Can you revise the piece on British centre-halves, starting with "At first glance, the" and going on through "the Bernard Bresslaws.", so that "scrutiny" becomes "inspection"?

Selected text:
_ _ _ _
British centre-halves are nails

It seems that everyone in Britain thinks we have the hardest centre-halves. Matt Nation disagrees

There appears to be a stipulation in certain player-turned-TV-pundits’ contracts which dictates that, at least twice a sea­son, the audience must be told just how much one six-footer is looking forward to kicking lumps out of another six-footer in the game coming up on Saturday. Similarly, the pundits’ stooge is obliged to inform the camera just how much the fans will be looking forward to it as well. Their failure to use the phrase “Clash of the Titans” represents potential grounds for instant dismissal.

At first glance, the lads over 13 stone seem to relish the chal­lenge of man-to-man combat: they chuck themselves about, snort, grimace, wince, bellow and do their utmost to cut the sort of figure that you need, rather than want, to be friends with. However, on closer scrutiny, it becomes clear that they only do it against the little guys, the Charles Hawtreys rather than the Bernard Bresslaws.
_ _ _ _
Data:

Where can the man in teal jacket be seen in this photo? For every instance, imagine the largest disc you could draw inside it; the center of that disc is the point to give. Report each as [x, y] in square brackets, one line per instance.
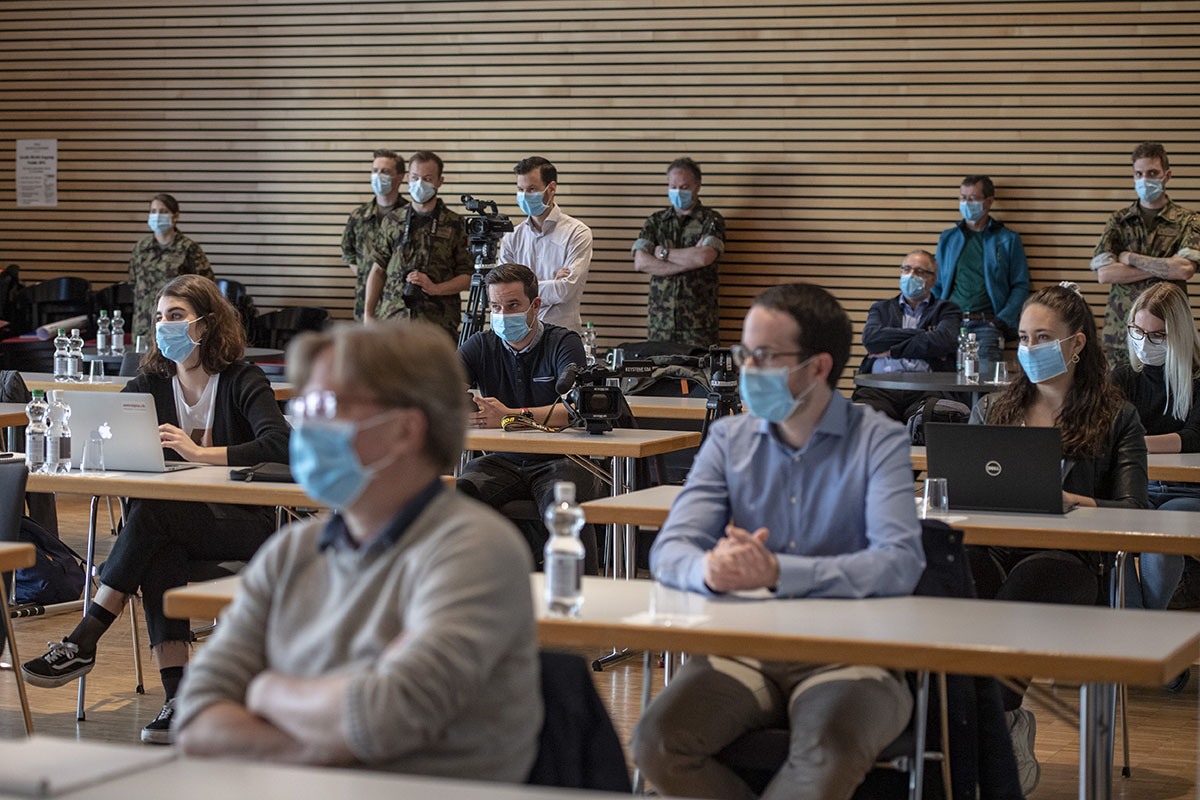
[982, 269]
_ _ _ _
Solution below:
At first glance, the lads over 13 stone seem to relish the chal­lenge of man-to-man combat: they chuck themselves about, snort, grimace, wince, bellow and do their utmost to cut the sort of figure that you need, rather than want, to be friends with. However, on closer inspection, it becomes clear that they only do it against the little guys, the Charles Hawtreys rather than the Bernard Bresslaws.